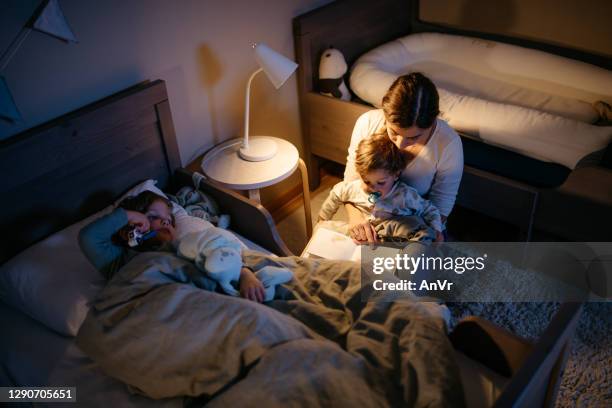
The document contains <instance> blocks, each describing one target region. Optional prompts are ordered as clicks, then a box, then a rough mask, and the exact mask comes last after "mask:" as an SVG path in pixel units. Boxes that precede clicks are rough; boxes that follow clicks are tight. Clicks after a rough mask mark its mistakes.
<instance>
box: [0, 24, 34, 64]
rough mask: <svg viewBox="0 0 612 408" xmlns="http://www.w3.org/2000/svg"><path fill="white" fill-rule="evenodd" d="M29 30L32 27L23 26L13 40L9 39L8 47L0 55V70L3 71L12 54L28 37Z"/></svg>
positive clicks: (12, 54)
mask: <svg viewBox="0 0 612 408" xmlns="http://www.w3.org/2000/svg"><path fill="white" fill-rule="evenodd" d="M31 31H32V29H31V28H30V27H27V26H26V27H23V28H22V29H21V31H19V33H18V34H17V36H16V37H15V38H14V39H13V41H11V43H10V44H9V46H8V48H7V49H6V50H5V51H4V53H2V56H0V72H2V71H4V68H6V67H7V65H8V64H9V62H11V59H12V58H13V55H15V53H16V52H17V50H18V49H19V48H20V47H21V44H23V42H24V41H25V39H26V38H28V34H30V32H31Z"/></svg>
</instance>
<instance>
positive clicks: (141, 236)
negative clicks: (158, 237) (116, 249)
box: [128, 228, 157, 248]
mask: <svg viewBox="0 0 612 408" xmlns="http://www.w3.org/2000/svg"><path fill="white" fill-rule="evenodd" d="M156 235H157V231H149V232H145V233H144V234H143V233H141V232H140V231H138V230H137V229H136V228H134V229H132V230H131V231H130V232H128V246H129V247H130V248H133V247H136V246H138V245H140V244H142V243H143V242H144V241H146V240H147V239H151V238H153V237H154V236H156Z"/></svg>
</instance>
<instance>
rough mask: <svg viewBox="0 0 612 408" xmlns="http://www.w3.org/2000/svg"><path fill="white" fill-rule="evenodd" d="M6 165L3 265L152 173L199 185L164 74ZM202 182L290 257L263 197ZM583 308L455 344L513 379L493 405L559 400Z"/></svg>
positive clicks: (4, 196)
mask: <svg viewBox="0 0 612 408" xmlns="http://www.w3.org/2000/svg"><path fill="white" fill-rule="evenodd" d="M0 163H2V166H3V170H4V171H3V172H2V176H1V177H2V182H1V183H0V194H1V198H2V199H3V209H4V210H3V211H2V213H1V214H0V226H1V228H2V230H3V231H5V234H9V233H10V234H13V233H15V234H16V237H17V238H16V239H10V240H4V244H5V245H4V246H3V248H2V255H1V256H2V261H1V262H2V263H4V262H6V260H7V259H8V258H10V257H11V256H12V255H14V254H15V253H17V252H18V251H21V250H23V249H25V248H26V247H28V246H30V245H32V244H33V243H35V242H37V241H39V240H41V239H43V238H44V237H46V236H48V235H49V234H52V233H53V232H55V231H58V230H60V229H62V228H65V227H67V226H68V225H70V224H72V223H74V222H75V221H78V220H80V219H82V218H84V217H86V216H88V215H90V214H92V213H94V212H96V211H98V210H100V209H102V208H104V207H106V206H108V205H109V204H111V203H112V202H113V200H114V199H115V198H116V197H117V196H119V195H120V193H122V192H124V191H126V190H127V189H128V188H130V187H132V186H133V185H134V184H136V183H138V182H140V181H143V180H145V179H148V178H155V179H157V180H158V181H159V185H160V187H161V188H163V189H166V190H167V191H174V190H175V189H177V188H179V187H180V186H184V185H191V184H192V182H193V181H192V179H193V178H192V176H193V173H191V172H189V171H187V170H185V169H181V168H179V166H180V161H179V156H178V149H177V144H176V138H175V134H174V126H173V124H172V116H171V113H170V104H169V101H168V96H167V93H166V87H165V83H164V82H163V81H154V82H145V83H142V84H139V85H137V86H134V87H132V88H129V89H127V90H125V91H123V92H120V93H117V94H115V95H113V96H110V97H108V98H105V99H103V100H101V101H99V102H96V103H93V104H91V105H88V106H86V107H84V108H81V109H78V110H76V111H74V112H71V113H69V114H66V115H64V116H62V117H60V118H58V119H55V120H52V121H50V122H49V123H46V124H44V125H41V126H38V127H36V128H34V129H32V130H29V131H26V132H24V133H22V134H20V135H17V136H15V137H13V138H11V139H9V140H7V141H4V142H2V143H1V144H0ZM199 188H200V189H201V190H203V191H205V192H207V193H208V194H210V195H211V196H212V197H213V198H214V199H215V200H217V202H218V204H219V205H220V207H221V208H223V211H224V212H227V213H229V214H230V215H231V217H232V226H231V227H232V230H234V231H236V232H238V233H239V234H241V235H243V236H244V237H246V238H248V239H250V240H251V241H253V242H255V243H257V244H259V245H261V246H262V247H264V248H265V249H268V250H270V251H272V252H274V253H276V254H278V255H291V253H290V251H289V250H288V249H287V247H286V246H285V244H284V243H283V241H282V239H281V238H280V237H279V235H278V232H277V231H276V228H275V226H274V222H273V221H272V218H271V216H270V214H269V213H268V212H267V211H266V210H265V209H264V208H263V207H262V206H261V205H260V204H257V203H254V202H252V201H250V200H248V199H246V198H244V197H242V196H241V195H239V194H237V193H235V192H233V191H230V190H227V189H225V188H223V187H221V186H218V185H215V184H213V183H211V182H208V181H206V180H202V181H200V183H199ZM245 220H248V222H244V221H245ZM61 256H62V254H58V260H59V259H61ZM580 307H581V306H580V305H578V304H565V305H563V306H562V307H561V309H560V310H559V312H558V313H557V314H556V315H555V317H554V318H553V321H552V323H551V324H550V326H549V328H548V329H547V331H546V332H545V333H544V334H543V335H542V336H541V338H540V339H539V340H538V341H537V342H536V343H535V344H533V345H532V344H530V343H528V342H526V341H524V340H523V339H521V338H518V337H516V336H514V335H512V334H511V333H508V332H506V331H504V330H502V329H500V328H499V327H496V326H494V325H493V324H491V323H489V322H487V321H485V320H483V319H480V318H476V317H473V318H468V319H466V320H465V321H463V322H461V323H459V325H458V326H457V327H456V329H455V330H454V331H453V333H452V334H451V341H452V342H453V344H454V345H455V347H456V349H457V350H460V351H461V352H463V353H464V354H465V355H467V356H468V357H470V358H472V359H475V360H477V361H480V362H482V363H483V364H485V365H487V366H489V367H490V368H491V369H493V370H495V371H496V372H498V373H499V374H500V375H503V376H506V377H508V378H509V382H508V385H507V387H506V389H505V391H504V392H503V394H502V395H501V397H500V399H499V402H498V405H496V406H504V407H505V406H522V405H524V404H523V402H525V398H526V397H525V395H527V396H528V398H529V399H528V401H536V400H537V401H545V400H546V401H549V402H550V401H554V397H555V392H556V387H557V385H558V381H559V377H560V373H561V372H562V370H563V366H564V364H565V359H566V357H567V354H568V352H569V344H570V340H571V338H572V334H573V332H574V329H575V325H576V322H577V319H578V316H579V313H580ZM24 335H27V334H24ZM475 346H476V347H475ZM2 369H4V368H3V366H2V364H0V379H2V378H3V377H7V378H8V377H9V376H8V373H3V372H2ZM542 384H545V385H548V387H541V386H540V385H542ZM13 385H20V384H13ZM551 387H552V388H551ZM531 393H536V394H537V395H535V396H533V395H532V394H531ZM532 397H533V398H532ZM538 398H539V399H538ZM517 404H518V405H517Z"/></svg>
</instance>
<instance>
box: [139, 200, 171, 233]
mask: <svg viewBox="0 0 612 408" xmlns="http://www.w3.org/2000/svg"><path fill="white" fill-rule="evenodd" d="M146 216H147V218H148V219H149V223H150V225H151V230H154V231H157V234H158V236H159V238H160V239H161V240H162V241H172V240H173V239H174V238H175V235H176V231H175V229H174V222H173V220H172V212H171V211H170V208H168V206H167V205H166V203H164V202H163V201H161V200H157V201H154V202H153V204H151V205H150V206H149V208H148V209H147V213H146Z"/></svg>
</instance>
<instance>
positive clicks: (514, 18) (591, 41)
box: [420, 0, 612, 57]
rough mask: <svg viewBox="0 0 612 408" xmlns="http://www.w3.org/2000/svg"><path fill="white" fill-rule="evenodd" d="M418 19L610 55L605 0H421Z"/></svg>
mask: <svg viewBox="0 0 612 408" xmlns="http://www.w3.org/2000/svg"><path fill="white" fill-rule="evenodd" d="M420 11H421V13H420V14H421V15H420V17H421V19H422V20H425V21H428V22H434V23H440V24H447V25H451V26H455V27H460V28H464V29H470V30H475V31H483V32H491V33H497V34H506V35H510V36H518V37H523V38H528V39H535V40H540V41H542V40H543V41H547V42H549V43H553V44H557V45H562V46H566V47H572V48H578V49H582V50H587V51H590V52H594V53H597V54H601V55H607V56H611V57H612V1H610V0H421V1H420Z"/></svg>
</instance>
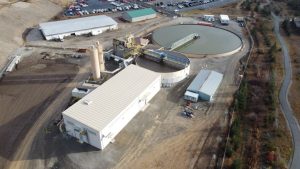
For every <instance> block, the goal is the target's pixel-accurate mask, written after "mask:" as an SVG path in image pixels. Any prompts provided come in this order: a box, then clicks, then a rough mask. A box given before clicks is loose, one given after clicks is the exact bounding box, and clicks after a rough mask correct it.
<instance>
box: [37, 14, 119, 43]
mask: <svg viewBox="0 0 300 169" xmlns="http://www.w3.org/2000/svg"><path fill="white" fill-rule="evenodd" d="M39 26H40V30H41V31H42V33H43V35H44V37H45V39H46V40H52V39H61V40H62V39H63V38H64V37H66V36H71V35H83V34H91V35H98V34H100V33H102V32H104V31H107V30H113V29H117V28H118V23H117V22H116V21H114V20H113V19H112V18H111V17H108V16H105V15H101V16H90V17H83V18H76V19H68V20H62V21H54V22H46V23H41V24H40V25H39Z"/></svg>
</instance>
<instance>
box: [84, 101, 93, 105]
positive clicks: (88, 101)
mask: <svg viewBox="0 0 300 169" xmlns="http://www.w3.org/2000/svg"><path fill="white" fill-rule="evenodd" d="M83 103H84V104H86V105H90V104H92V103H93V101H91V100H84V101H83Z"/></svg>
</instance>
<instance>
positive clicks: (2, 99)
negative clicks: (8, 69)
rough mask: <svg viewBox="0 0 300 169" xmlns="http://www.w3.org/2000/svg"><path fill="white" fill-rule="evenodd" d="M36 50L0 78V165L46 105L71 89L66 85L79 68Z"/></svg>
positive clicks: (67, 84) (26, 132)
mask: <svg viewBox="0 0 300 169" xmlns="http://www.w3.org/2000/svg"><path fill="white" fill-rule="evenodd" d="M40 52H41V51H35V52H33V53H32V55H31V56H30V57H27V58H24V60H23V61H22V62H21V64H20V65H18V70H16V71H13V72H12V73H10V74H8V75H6V76H5V77H4V78H3V79H2V80H1V82H0V103H1V108H0V124H1V127H0V137H1V141H0V168H3V167H4V164H5V162H6V161H7V160H8V161H10V160H13V159H12V158H13V155H14V153H15V152H16V150H17V149H18V147H19V146H21V145H22V144H21V143H22V141H23V139H24V137H25V136H26V135H27V133H28V132H29V131H30V130H31V127H32V126H33V124H34V123H35V122H36V121H37V120H38V119H39V117H40V116H42V115H43V114H44V113H45V111H46V110H47V108H48V106H50V105H51V104H52V103H53V102H54V100H55V99H57V97H58V96H59V95H60V93H61V92H62V91H63V90H68V91H70V90H71V88H67V85H68V84H69V83H71V82H73V81H74V80H75V79H74V77H75V76H76V75H77V73H78V71H79V67H78V65H75V64H71V63H68V62H67V61H66V60H65V59H63V58H60V59H53V60H45V59H42V56H41V55H40ZM73 85H74V84H73ZM39 130H43V128H40V129H39ZM29 135H30V134H29ZM32 137H34V136H32Z"/></svg>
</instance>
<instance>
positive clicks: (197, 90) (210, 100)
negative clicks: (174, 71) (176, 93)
mask: <svg viewBox="0 0 300 169" xmlns="http://www.w3.org/2000/svg"><path fill="white" fill-rule="evenodd" d="M222 79H223V74H221V73H218V72H215V71H212V70H201V71H200V72H199V73H198V75H197V76H196V77H195V79H194V80H193V81H192V83H191V84H190V85H189V87H188V88H187V91H190V92H193V93H196V94H198V98H199V99H202V100H207V101H212V98H213V95H214V94H215V92H216V91H217V89H218V87H219V85H220V84H221V82H222Z"/></svg>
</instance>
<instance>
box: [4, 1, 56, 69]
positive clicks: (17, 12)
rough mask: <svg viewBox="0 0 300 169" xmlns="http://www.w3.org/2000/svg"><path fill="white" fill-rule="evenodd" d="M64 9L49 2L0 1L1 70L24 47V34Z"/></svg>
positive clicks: (28, 1) (52, 3)
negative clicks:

=-=-=-=-=

To-do item
Recast the lines as a Markdown table with columns n and Line, beginning at the start of the records and stopping after the line that contains "positive clicks: (12, 54)". Number each row, skip blank lines, and leave the pictures out.

Exercise solution
| n | Line |
|---|---|
| 1 | The document contains <instance> blocks, each describing one target region. Optional prompts are ordered as clicks, then a box, then a rough mask, and the exact mask comes last after "mask:" as an SVG path in pixel units. Boxes that precede clicks are rough; boxes that follow clicks are tight. Clicks after a rough mask mark its mistakes. |
| 2 | <instance> |
| 3 | box: [0, 24, 34, 64] |
| 4 | rough mask: <svg viewBox="0 0 612 408" xmlns="http://www.w3.org/2000/svg"><path fill="white" fill-rule="evenodd" d="M29 30L32 27L23 26L13 40L9 39L8 47L0 55V70L3 71L12 54L28 37Z"/></svg> |
| 5 | positive clicks: (12, 54) |